### PROBLEM TO SOLVE
Return, word for word, only the lines from the one containing "If you could mark the tiled" through the last line of the entries.

### INFORMATION GIVEN
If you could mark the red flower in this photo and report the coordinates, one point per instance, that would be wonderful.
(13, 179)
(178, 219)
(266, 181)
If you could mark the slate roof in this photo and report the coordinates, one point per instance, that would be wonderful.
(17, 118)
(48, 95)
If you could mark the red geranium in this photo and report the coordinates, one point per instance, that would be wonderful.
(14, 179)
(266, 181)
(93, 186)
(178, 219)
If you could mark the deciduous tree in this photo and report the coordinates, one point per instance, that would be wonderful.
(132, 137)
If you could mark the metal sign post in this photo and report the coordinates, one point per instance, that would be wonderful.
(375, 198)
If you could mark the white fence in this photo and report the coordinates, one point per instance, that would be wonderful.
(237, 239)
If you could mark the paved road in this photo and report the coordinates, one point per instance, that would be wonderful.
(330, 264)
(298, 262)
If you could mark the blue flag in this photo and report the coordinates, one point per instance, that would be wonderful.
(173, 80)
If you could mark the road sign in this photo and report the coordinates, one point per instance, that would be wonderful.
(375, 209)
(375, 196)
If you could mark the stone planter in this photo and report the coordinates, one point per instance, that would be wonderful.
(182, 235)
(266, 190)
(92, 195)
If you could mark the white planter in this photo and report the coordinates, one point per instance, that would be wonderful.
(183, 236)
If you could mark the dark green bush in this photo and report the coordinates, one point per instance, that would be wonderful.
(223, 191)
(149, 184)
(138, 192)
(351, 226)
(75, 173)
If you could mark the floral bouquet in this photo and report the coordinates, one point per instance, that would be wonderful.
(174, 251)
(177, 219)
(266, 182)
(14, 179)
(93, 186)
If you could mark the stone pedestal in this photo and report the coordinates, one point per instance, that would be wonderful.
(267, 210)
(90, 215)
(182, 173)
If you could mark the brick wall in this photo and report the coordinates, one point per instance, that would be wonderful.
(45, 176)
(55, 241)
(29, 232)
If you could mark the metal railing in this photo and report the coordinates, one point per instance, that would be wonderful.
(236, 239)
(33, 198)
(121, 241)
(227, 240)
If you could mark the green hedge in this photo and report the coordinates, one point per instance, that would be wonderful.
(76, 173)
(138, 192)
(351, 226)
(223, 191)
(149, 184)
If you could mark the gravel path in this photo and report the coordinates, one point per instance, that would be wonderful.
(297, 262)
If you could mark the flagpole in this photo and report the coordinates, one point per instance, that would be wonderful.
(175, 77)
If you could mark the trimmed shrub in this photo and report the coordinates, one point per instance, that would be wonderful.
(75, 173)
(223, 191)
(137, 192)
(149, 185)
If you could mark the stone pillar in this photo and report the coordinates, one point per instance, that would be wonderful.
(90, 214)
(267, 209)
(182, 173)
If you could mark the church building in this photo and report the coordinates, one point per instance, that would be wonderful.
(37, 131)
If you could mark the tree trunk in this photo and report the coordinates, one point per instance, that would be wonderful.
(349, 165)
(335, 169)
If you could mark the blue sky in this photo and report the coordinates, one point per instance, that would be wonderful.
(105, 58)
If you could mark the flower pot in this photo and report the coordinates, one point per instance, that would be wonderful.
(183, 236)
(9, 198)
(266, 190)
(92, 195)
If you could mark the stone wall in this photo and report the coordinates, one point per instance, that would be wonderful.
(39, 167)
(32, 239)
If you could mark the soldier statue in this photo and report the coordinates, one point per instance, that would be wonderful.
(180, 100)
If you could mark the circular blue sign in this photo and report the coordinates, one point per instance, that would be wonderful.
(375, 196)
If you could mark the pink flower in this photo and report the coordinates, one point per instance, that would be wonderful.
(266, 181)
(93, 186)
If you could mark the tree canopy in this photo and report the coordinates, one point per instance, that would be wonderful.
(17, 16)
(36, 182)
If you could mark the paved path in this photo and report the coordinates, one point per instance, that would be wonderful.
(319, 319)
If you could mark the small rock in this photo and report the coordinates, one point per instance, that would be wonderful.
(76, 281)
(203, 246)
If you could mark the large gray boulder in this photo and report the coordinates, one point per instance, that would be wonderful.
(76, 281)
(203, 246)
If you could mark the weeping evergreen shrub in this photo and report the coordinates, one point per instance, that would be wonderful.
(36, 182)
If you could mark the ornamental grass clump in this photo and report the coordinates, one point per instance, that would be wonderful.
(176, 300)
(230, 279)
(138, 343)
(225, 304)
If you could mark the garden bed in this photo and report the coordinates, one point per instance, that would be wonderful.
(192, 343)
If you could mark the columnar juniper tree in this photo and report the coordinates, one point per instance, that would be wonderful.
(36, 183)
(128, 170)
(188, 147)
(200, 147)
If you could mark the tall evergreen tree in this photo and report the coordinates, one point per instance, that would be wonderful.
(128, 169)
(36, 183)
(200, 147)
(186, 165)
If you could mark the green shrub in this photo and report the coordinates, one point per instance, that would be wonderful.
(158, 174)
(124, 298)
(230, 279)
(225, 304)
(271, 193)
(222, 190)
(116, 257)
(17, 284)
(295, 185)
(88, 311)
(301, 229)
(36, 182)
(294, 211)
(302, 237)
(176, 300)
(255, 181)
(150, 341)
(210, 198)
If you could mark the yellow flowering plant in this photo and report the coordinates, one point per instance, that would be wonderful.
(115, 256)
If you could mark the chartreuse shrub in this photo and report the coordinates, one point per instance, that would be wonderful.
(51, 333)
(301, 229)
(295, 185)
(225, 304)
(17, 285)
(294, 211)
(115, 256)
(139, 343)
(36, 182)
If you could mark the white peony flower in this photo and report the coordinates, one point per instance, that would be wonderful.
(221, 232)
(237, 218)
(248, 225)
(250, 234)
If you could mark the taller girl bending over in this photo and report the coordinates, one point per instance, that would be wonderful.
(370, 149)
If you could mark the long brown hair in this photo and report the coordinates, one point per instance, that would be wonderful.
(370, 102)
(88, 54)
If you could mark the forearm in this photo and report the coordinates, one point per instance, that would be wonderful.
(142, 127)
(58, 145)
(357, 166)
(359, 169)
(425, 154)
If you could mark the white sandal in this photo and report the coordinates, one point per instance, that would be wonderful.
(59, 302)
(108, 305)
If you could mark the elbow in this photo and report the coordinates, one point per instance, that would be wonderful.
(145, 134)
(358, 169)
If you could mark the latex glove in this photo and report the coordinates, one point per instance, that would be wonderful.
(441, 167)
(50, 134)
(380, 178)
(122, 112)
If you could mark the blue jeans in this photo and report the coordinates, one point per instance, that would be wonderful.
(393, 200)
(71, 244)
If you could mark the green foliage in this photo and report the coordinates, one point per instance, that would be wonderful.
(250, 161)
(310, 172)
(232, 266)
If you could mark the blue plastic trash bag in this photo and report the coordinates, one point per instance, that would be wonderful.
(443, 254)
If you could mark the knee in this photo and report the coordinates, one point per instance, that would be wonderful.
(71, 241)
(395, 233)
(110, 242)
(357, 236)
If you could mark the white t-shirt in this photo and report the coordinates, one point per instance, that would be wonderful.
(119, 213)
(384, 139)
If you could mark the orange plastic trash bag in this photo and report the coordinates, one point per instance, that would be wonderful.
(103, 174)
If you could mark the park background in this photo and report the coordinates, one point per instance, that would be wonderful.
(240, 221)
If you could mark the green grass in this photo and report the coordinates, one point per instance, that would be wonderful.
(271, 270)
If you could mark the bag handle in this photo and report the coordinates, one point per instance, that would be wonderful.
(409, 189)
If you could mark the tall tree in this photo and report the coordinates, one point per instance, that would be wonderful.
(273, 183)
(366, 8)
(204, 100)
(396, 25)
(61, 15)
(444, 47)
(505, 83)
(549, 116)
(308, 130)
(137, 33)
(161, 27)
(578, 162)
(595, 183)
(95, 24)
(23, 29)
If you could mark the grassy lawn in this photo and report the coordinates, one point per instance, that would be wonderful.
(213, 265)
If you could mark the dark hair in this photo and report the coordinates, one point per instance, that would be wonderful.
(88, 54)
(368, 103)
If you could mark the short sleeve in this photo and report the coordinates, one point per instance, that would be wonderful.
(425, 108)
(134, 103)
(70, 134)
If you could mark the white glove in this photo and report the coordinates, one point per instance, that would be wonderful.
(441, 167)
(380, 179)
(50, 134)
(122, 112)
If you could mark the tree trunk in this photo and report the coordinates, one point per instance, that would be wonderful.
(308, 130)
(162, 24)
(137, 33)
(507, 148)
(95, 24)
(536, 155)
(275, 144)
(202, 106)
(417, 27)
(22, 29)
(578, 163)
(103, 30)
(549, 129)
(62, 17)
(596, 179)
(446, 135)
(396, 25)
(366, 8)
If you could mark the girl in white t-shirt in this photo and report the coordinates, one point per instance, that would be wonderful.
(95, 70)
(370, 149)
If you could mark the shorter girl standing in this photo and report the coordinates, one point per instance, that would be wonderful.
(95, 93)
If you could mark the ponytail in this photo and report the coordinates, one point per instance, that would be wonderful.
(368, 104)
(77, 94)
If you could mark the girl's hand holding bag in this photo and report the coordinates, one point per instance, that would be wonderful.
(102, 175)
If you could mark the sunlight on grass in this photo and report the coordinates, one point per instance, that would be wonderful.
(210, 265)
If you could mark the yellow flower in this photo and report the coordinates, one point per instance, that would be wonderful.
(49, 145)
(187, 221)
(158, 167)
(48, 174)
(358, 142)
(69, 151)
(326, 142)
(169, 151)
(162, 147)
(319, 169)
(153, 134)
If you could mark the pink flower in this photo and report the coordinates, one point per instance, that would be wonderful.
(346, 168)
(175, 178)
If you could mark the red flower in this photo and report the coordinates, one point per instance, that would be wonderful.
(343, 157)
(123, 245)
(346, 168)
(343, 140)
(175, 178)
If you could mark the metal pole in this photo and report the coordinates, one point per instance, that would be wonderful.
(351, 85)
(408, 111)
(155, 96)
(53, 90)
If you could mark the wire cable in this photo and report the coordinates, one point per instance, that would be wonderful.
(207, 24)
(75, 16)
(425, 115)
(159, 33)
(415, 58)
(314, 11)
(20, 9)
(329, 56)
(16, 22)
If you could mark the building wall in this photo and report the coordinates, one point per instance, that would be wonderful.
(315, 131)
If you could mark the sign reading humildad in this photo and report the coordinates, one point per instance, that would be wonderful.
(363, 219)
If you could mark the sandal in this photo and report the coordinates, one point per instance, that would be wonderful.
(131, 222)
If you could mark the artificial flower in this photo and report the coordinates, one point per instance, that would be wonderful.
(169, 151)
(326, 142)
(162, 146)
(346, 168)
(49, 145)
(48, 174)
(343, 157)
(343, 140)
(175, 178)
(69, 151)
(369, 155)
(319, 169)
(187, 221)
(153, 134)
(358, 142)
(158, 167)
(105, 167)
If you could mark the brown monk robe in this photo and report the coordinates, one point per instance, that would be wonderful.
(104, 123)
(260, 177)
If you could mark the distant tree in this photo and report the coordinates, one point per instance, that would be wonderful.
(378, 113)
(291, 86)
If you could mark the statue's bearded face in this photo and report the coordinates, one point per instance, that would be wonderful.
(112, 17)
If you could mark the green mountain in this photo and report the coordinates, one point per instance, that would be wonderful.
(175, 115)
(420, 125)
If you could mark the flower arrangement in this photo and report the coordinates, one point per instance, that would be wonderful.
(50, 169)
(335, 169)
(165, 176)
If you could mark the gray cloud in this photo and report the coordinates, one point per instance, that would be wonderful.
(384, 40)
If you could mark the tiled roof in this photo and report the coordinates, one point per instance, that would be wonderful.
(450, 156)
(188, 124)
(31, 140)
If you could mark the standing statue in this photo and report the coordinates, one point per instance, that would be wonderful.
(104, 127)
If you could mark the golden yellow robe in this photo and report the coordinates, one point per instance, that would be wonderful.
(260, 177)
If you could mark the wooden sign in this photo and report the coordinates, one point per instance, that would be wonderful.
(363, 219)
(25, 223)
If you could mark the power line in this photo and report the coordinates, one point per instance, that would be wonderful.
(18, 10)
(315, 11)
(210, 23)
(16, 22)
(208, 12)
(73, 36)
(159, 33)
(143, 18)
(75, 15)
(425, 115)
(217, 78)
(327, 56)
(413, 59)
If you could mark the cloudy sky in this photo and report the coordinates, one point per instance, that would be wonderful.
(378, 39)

### SOLUTION FOR THIS PROBLEM
If you could mark the tiled roof in this photo and report the coordinates, one point per instance, that would be wonderful.
(450, 156)
(188, 124)
(31, 140)
If you could mark the standing statue in this photo and report the coordinates, one point per instance, that would be wonderful.
(104, 127)
If you could mark the golden yellow robe in this photo and report the coordinates, one point per instance, that would be wonderful.
(260, 177)
If you could mark the wooden sign in this photo and report the coordinates, one point per instance, that would be wonderful.
(363, 219)
(25, 223)
If you could mark the power line in this photo and report the coordinates, one point per instance, that would be wonderful.
(18, 10)
(315, 11)
(210, 23)
(16, 22)
(208, 12)
(73, 36)
(159, 33)
(143, 18)
(75, 15)
(425, 115)
(217, 78)
(327, 56)
(413, 59)
If you could mark the cloudy sky in this photo and report the coordinates, one point per instance, that would be wonderful.
(378, 39)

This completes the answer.